* _What to work on_
1 – In the thread below, how long did running only the SELECT part take?
2 – Translate this sentence from the thread below into Spanish: "I repeated the test 3 times with similar results."
3 – Check each statement against the thread below. Answer yes or no and quote the words from the thread that decide it.
(a) The function finished faster than the single statement.
(b) Autovacuum had been switched off.
(c) The first line of the explain output shows a Hash Join.

2008-08-27 Thread Ivan Sergio Borgonovo
On Wed, 27 Aug 2008 12:45:42 +0100
Sam Mason [EMAIL PROTECTED] wrote:

 On Wed, Aug 27, 2008 at 01:19:30PM +0200, Ivan Sergio Borgonovo
 wrote:
  but this looks much slower than the function:
  function: 113sec
  vs.
  single statement: 488sec
  I repeated the test 3 times with similar results.
 
 Have you been vacuuming (non-full) between runs? and as always,
 are the stats reasonably up to date?

there is autovacuum running regularly and I:
vacuumed full, analyze and reindexed everything recently:
that means that all changes to DB were done BEFORE maintenance stuff
but then I executes several selects on tables (including the ones
involved).
I tried to run the function and the statement 3 times one after the
other... so they should have been in similar situation.

  Can anybody explain why aggregates under perform so badly?

 You could try just running the SELECT part to see how long the
 aggregation takes.

33sec
Surprising.

  I just read that most of the times I can't be smarter than the
  planner and I thought that this would be one of the
  circumstances theplanner could outperform my handwritten
  function.

 It's quite easy to outsmart the planner with large amounts of
 data, but it's surprising how well it does most of the time.
 Generally you can just write whatever is obvious and the planer
 will do something good with it.  If it doesn't do the right thing
 then you can worry about performance, rather than most languages
 where you have to worry about performance from the start.

I really thought that in this case the planner was going to outsmart
me since well I think in that statement it could see a lot more
optimisation than me knowing the nature of the data.

  here is the explain:
  Hash Join  (cost=137408.51..271599.78 rows=209674 width=221)
Hash Cond: (outer.itemid = inner.itemid)
-  HashAggregate  (cost=32994.81..36664.11 rows=209674
  width=58) -  Hash Join  (cost=8544.62..31946.44
  rows=209674 width=58)   Hash Cond:
  (outer.authorid = inner.authorid)   -  Seq
  Scan on catalog_itemauthor ia  (cost=0.00..10297.21 rows=629021
  width=12)   -  Hash  (cost=8309.00..8309.00
  rows=94248 width=54) -  Seq Scan on
  catalog_author a  (cost=0.00..8309.00 rows=94248 width=54)

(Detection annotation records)

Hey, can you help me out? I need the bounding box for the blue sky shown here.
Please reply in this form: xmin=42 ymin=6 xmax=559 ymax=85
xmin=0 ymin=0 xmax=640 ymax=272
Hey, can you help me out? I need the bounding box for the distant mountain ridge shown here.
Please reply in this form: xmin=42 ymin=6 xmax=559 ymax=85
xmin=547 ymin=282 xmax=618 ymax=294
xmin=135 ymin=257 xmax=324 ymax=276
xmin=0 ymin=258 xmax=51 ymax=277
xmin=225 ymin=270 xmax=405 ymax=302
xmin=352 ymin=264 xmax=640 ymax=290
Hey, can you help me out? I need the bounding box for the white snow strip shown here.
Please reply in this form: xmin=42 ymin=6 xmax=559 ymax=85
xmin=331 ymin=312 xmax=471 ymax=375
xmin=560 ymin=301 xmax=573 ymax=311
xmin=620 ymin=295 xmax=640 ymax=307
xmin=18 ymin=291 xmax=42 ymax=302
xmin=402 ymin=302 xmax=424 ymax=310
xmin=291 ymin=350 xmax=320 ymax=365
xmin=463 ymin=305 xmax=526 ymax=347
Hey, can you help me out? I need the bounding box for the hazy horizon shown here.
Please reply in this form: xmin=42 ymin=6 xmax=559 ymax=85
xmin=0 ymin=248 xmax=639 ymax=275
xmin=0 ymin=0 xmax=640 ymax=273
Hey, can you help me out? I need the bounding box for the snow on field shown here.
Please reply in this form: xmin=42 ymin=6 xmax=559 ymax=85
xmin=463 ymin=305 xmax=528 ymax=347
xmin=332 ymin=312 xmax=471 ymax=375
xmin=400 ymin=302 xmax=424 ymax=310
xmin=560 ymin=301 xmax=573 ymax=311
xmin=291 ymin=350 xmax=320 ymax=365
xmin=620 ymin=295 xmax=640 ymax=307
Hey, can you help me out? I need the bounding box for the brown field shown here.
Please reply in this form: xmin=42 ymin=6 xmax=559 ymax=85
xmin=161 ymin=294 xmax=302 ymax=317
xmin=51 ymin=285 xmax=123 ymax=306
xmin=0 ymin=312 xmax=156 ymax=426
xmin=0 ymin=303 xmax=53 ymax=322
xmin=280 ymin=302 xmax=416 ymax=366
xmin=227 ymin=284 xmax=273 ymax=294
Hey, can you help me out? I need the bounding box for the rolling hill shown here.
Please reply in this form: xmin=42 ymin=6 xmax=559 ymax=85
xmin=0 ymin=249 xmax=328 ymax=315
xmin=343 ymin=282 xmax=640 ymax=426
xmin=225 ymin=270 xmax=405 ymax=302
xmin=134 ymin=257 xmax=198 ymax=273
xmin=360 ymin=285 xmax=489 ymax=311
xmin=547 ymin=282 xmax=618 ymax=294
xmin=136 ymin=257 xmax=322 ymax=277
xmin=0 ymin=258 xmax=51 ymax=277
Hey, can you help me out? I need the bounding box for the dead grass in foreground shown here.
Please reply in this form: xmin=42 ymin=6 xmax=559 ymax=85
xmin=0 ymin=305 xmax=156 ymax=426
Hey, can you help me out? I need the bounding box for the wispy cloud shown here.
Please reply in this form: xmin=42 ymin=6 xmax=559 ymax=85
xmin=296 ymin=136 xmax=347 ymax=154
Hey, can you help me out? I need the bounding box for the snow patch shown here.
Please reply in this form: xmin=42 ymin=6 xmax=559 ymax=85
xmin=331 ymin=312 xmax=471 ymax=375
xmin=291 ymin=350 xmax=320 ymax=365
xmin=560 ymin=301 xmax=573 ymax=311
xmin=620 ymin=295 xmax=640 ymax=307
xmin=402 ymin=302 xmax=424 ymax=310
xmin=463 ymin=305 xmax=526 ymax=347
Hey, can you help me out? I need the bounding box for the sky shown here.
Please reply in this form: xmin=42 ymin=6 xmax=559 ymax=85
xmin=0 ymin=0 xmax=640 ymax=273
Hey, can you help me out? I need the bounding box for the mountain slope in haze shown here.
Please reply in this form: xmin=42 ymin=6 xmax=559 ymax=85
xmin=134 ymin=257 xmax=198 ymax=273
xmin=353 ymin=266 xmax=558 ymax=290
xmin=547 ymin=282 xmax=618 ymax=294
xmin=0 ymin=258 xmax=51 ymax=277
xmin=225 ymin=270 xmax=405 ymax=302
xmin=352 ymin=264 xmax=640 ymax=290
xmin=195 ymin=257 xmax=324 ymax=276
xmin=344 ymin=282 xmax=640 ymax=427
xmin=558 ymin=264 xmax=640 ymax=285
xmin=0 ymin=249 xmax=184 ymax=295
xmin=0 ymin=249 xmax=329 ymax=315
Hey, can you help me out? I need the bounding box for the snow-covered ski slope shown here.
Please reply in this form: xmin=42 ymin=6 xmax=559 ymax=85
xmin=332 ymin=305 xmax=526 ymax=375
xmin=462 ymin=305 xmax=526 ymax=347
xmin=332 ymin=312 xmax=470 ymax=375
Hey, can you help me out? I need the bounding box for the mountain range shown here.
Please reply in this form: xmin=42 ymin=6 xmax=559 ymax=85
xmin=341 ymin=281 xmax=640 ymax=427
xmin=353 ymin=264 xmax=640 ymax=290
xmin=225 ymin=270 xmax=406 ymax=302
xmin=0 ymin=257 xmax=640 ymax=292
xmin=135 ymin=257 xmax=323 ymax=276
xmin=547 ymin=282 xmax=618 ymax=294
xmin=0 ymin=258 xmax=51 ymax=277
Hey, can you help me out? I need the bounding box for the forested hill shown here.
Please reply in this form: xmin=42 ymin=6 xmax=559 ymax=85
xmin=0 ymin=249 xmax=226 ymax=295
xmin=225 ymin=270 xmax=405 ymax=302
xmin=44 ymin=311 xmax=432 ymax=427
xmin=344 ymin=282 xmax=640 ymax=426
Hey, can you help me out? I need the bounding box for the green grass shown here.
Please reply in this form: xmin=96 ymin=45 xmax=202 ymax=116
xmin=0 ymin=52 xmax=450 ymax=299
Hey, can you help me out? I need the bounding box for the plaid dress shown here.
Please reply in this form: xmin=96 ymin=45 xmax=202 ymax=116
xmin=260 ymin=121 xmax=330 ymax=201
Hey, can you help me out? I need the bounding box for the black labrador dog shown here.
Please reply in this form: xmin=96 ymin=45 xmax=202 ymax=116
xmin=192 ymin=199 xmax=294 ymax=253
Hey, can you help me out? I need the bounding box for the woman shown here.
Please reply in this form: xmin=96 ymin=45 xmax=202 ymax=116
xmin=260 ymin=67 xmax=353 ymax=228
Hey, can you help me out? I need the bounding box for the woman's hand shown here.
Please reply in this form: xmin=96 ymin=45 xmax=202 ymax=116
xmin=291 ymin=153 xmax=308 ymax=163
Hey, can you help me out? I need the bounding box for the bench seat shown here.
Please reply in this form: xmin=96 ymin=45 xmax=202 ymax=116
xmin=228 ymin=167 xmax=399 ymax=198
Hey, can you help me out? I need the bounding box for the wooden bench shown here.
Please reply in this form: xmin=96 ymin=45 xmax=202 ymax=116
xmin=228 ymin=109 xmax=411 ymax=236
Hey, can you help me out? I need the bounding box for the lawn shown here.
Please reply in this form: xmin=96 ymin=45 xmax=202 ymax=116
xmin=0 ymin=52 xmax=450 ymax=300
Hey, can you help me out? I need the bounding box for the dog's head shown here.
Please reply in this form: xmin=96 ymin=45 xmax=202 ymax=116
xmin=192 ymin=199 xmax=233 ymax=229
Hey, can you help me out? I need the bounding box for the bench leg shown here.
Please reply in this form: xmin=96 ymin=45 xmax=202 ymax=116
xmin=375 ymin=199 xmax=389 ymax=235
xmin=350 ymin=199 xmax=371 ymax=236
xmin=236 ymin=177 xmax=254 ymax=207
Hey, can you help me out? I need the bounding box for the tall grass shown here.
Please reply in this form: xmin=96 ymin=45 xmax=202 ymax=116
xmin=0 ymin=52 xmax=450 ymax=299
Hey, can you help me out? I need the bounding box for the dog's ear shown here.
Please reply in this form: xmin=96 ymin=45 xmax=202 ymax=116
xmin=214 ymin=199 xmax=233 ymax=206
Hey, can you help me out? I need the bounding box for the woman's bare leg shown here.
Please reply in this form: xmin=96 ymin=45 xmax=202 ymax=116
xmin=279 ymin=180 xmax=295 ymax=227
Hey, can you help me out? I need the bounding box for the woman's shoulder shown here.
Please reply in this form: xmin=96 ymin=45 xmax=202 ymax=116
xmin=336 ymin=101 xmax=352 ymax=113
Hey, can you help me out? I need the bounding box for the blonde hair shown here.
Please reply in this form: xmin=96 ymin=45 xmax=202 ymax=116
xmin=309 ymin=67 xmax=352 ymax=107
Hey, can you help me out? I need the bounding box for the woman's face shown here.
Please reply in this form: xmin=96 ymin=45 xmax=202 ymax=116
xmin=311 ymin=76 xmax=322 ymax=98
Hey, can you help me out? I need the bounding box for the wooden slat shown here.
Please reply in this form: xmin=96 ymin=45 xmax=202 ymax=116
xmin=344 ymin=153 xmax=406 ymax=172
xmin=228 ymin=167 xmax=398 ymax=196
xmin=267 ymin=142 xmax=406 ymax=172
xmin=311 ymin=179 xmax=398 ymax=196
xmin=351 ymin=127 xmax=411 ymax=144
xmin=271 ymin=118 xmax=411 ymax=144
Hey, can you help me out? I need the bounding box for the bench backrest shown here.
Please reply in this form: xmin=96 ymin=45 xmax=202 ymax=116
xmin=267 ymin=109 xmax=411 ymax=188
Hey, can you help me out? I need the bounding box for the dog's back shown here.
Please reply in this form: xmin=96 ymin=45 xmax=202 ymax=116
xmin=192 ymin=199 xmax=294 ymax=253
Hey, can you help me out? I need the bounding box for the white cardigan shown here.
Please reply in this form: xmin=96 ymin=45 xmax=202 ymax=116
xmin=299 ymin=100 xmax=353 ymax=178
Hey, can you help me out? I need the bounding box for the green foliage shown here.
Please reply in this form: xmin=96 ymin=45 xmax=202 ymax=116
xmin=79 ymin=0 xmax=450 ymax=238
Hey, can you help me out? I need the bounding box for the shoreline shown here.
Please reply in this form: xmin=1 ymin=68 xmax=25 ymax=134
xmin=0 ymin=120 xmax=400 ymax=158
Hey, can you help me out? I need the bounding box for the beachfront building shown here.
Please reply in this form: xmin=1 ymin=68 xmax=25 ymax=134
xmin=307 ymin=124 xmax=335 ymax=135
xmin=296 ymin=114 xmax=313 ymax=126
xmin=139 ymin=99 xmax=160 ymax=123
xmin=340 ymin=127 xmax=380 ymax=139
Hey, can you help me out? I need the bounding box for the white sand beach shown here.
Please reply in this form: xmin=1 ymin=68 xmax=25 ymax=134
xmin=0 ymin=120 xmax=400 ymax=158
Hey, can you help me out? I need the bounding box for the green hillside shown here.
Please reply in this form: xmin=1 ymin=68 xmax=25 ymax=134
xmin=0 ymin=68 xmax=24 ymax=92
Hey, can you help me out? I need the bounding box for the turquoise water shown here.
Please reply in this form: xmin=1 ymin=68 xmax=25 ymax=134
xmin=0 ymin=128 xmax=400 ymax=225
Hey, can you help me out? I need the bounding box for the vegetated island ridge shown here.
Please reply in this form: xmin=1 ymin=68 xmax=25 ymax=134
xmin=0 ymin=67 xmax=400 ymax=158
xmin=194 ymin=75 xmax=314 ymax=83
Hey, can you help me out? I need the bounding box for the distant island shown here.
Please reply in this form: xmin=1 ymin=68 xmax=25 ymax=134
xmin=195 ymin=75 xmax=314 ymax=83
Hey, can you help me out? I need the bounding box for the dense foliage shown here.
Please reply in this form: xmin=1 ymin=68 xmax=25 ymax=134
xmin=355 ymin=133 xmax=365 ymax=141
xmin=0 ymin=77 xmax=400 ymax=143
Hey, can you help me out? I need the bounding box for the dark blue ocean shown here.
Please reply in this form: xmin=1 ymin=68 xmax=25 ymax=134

* _Answers in order_
1 – 33 seconds

2 – Repetí la prueba 3 veces con resultados similares.

3 –
(a) Yes: "function: 113sec" and "single statement: 488sec"
(b) No: "there is autovacuum running regularly"
(c) Yes: "Hash Join  (cost=137408.51..271599.78 rows=209674 width=221)"